Set problem 1
Rewrite the aquarium forum thread from "Ello all. I" to "and .5in Jack Dempsey.", changing "12 Gallon" to "20 Gallon".
Set problem 2
Continue the aquarium forum thread from its final line.
##### Page text
# I think petsmart screwed me



## flaxcrack (May 23, 2006)

Ello all. I have bad news I think, but I'm not for sure. You tell me what you think. I have a 12 Gallon tank with all of the works. The tank is decorated with black lava rocks to fill the bottom and about 4 12in plants and 2 6in plants, all fake of course. This setup is home to my 1.5in and .5in Jack Dempsey.

The bad news is I had an algae break out, a very bad break out. So I went to Petsmart to consult the fish gods and they said: Hey! You need two Algae Eaters (Not Pleco's). One is gold and the other is a grey and white. They both look more like an Eel than a fish. Regardless, they also sold me some feeder fish, which was neat to watch the larger Jack eat.

The Algae Eaters are munching away all of the algae, which is really neat, but the big Jack likes to chase them. They look like they can hold their own, but I don't want a blood bath. What should I do?


----------



## Guest (May 23, 2006)

hahaha! The fish gods at PetSmart?

...that's a funny one.

-jack dempsey's get huge and are very aggressive, so a 12 gallon is way too incredibly small for them for life.
-how long has your tank been running? is it cycled?
-what do you mean by "it has all the works"?
-What are your tank parameters? (ammonia, nitrites, nitrates, ph, etc)


----------



## flaxcrack (May 23, 2006)

Great! Some one gets my humor.

The tank is about 1 year old. I had just a Pleco in it for a year. He died, poor thing...Don't know what happenend, it just went belly up.

All of the works means that here is some decor and fake plants. Everything it needs to provide thick cover for all four fish.

The tanks parameters are just fine, the reason for the algae outbreak was because of the artifical light and the natural light both hitting the water for about eight hours a day for three weeks straight.

So the question is...Do think they can be friends?


----------



## Guest (May 23, 2006)

well i wouldnt trust the jack dempseys for too long....


----------



## flaxcrack (May 23, 2006)
##########
##### Data lines
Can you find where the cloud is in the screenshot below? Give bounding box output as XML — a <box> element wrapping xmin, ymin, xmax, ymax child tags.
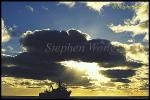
##########
Exercise output 1
Ello all. I have bad news I think, but I'm not for sure. You tell me what you think. I have a 20 Gallon tank with all of the works. The tank is decorated with black lava rocks to fill the bottom and about 4 12in plants and 2 6in plants, all fake of course. This setup is home to my 1.5in and .5in Jack Dempsey.

Exercise output 2
The little girl said they should be fine....I feed the Jack's 4 feeder fish, it was their first time eating live food since I have had them, today and now they look pregnant, I just hope that doesn't encourage them to try and eat the other fish. Although, the CAE seem about twice the size of the Jacks.

Is there ANYTHING I can do?


----------



## flaxcrack (May 23, 2006)

WOW! This is weird! My Jack's look like this guys fish: http://www.fishforums.com/forum/cichlids/9187-any-experience-these-guys.html, but he is saying that it is a Red Top Aristochromis. Neat!!!!


----------



## Guest (May 23, 2006)

> He died, poor thing...Don't know what happenend


Probably because he was stunted. If it was a common pleco, a 12g was way too small for him.

Just like the 12g is way too small for your Jacks, if that is what they are. It is too small for even one.

And CAE's can get up to 12 inches...so the 12g will be too small for it/them also. They also get more aggressive and carnivorous with age, so watch them so they don't go after the Jacks' slime coats.



> Is there ANYTHING I can do


Get a bigger tank.
If they are in fact Jacks, then a 55g-75g will be a better long term home for them. And a more appropriate home for when they get bigger.


----------



## rywill (Nov 22, 2005)

best way to find out if u have JD's is to post a pic and let us tell u.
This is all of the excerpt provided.